Extract
- Opening Delimiter -

We were always describing ourselves as “intrepid” reporters, quipping upon such zany occasions: “Bet they don’t do THIS at the Charlotte Observer.”

After selling the paper to Paxton Media Group in 1998, Ron threw himself into local humanitarian volunteer work, notably as a leader with Habitat for Humanity, the Jaycees, the United Way, the McNair Foundation, the local community college and Smart Start. Ron will also be remembered as past president of the NCPA, three-term member of the NCPA board and School of Journalism Foundation of N.C., Inc. board member.

I saw Ron for the last time this summer a month before he died. In spite of the obvious toll the cancer was taking on him, Ron had just come in from installing bathroom tile. We sat there over lunch telling newspaper war stories from old times, cackling like schoolboys. I shall miss him terribly, my veritable older brother, unstoppable and irrepressible to the end. And still showing me the way.

- Closing Delimiter -

Exercise prompt
Copy the passage from the remembrance of Ron word for word, starting at "After selling the" and ending at "me the way.". The data that comes next is unrelated to the remembrance of Ron.

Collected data
- Opening Delimiter -

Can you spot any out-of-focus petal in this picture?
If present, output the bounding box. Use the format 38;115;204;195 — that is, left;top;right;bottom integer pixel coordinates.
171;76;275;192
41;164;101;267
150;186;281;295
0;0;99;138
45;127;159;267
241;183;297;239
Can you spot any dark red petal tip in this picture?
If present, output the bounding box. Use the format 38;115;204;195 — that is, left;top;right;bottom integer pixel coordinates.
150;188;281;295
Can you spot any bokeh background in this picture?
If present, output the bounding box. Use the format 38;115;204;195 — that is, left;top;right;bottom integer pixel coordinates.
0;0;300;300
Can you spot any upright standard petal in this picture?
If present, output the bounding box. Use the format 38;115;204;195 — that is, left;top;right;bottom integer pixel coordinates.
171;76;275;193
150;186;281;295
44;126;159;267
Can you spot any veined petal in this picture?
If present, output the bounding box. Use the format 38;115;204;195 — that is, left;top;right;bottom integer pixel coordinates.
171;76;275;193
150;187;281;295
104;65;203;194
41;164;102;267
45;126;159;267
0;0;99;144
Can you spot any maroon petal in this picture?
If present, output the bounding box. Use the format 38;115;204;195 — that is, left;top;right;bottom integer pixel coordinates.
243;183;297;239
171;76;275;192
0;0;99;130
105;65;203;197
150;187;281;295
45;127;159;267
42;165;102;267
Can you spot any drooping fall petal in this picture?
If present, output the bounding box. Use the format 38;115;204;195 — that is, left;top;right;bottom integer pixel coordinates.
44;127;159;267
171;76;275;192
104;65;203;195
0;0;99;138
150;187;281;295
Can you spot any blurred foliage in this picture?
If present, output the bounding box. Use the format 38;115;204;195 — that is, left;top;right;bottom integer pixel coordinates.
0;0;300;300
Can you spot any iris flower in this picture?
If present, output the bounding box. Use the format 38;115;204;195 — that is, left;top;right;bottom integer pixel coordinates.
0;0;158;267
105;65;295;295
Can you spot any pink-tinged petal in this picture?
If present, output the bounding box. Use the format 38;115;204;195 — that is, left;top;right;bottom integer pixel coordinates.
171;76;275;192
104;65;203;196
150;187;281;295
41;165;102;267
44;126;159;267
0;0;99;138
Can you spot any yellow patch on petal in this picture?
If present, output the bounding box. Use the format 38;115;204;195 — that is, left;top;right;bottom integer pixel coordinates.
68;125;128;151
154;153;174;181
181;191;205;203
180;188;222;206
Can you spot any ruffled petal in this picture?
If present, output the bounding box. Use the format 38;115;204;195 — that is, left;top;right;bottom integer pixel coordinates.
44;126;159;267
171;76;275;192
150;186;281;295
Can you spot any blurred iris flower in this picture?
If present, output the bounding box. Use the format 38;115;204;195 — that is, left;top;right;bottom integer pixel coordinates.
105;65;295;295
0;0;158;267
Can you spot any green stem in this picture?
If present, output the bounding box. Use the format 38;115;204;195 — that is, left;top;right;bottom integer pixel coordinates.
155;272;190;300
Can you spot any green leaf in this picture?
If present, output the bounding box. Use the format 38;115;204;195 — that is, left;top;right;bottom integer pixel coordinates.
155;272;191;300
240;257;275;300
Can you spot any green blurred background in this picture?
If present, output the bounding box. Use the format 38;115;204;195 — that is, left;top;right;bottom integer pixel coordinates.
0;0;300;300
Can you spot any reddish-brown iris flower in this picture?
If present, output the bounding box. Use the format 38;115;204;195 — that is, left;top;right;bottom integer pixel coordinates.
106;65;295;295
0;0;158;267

- Closing Delimiter -

Exercise result
After selling the paper to Paxton Media Group in 1998, Ron threw himself into local humanitarian volunteer work, notably as a leader with Habitat for Humanity, the Jaycees, the United Way, the McNair Foundation, the local community college and Smart Start. Ron will also be remembered as past president of the NCPA, three-term member of the NCPA board and School of Journalism Foundation of N.C., Inc. board member.

I saw Ron for the last time this summer a month before he died. In spite of the obvious toll the cancer was taking on him, Ron had just come in from installing bathroom tile. We sat there over lunch telling newspaper war stories from old times, cackling like schoolboys. I shall miss him terribly, my veritable older brother, unstoppable and irrepressible to the end. And still showing me the way.